_READING PASSAGE_
As Valentine's Day looms, people across the country are considering popping the big question: "Will you live with me?"
The number of Americans trading in marriage for cohabitation continues to rise. As of 2006, there were more than 6 million unmarried-partner households compared with 3.2 million in 1990, based on U.S. Census Bureau estimates.
So, assuming the cohabitation implies commitment and longevity, couples need make sure you have an estate plan in place to avoid some very unwelcome surprises down the road.
"There are many things in the law that protect married couples," says said Mari Adam, a certified financial planner and founder of Adam Financial Associates. "There is absolutely nothing in our legal system that protects unmarried couples. If you forget that you can create a lot of problems," she says.
Let's start with the home. Whether you are buying a first home together or already own one jointly, it's important to consider how the property is titled. Adam recommends that a couple that co-own a home title it as "Joint Tenants with Rights of Survivorship." This way, if one of the partners dies that allows the house to go to the surviving partner.

_EXERCISE REQUIREMENTS_
- 1) In the article on cohabitation and estate planning, how many unmarried-partner households were there in the United States in 1990, according to U.S. Census Bureau estimates?
- 2) Extend the article on cohabitation and estate planning by a few paragraphs, picking up after its final sentence about titling a home as "Joint Tenants with Rights of Survivorship."

_GIVEN MATERIAL_

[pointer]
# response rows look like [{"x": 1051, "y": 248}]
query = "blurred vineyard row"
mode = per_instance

_RESPONSES_
- 1) 3.2 million

- 2)
Often couples make the mistake of titling their home as "Tenants in Common." In this case when one partner dies, their half of the property goes to their heirs. That means you could end up sharing a home with your partner's children, parents, or friend.
Another common arrangement is for one partner to own the home and the other partner to contribute to the mortgage payments. While this situation may make sense if the partners are on unequal financial footing, it also begs all sorts of questions, such as if one of the partners dies who will own the home and can the remaining partner afford the mortgage payments.
It is also important for unmarried couples to have the necessary estate planning documents in order. Donald Ray Haas, a certified financial planner and president of Haas Financial Services, who happens to have lived with his partner for 30 years before they wed three years ago says, "The typical legal documents are important for everyone but there is more weight for unmarried couples."
These documents include wills and trusts to determine what property will go to your partner because, unlike spouses, they do not have any legal rights to property. According to Daniel B. Moisand, a certified financial planner and principle of Spraker Fitzgerald Tamayo & Moisand, if you don't have anything in place, your estate is subject to the laws of your state and nowhere in there does it consider someone cohabiting with you. "If you have nothing in place your partner is not going to be a beneficiary of your estate."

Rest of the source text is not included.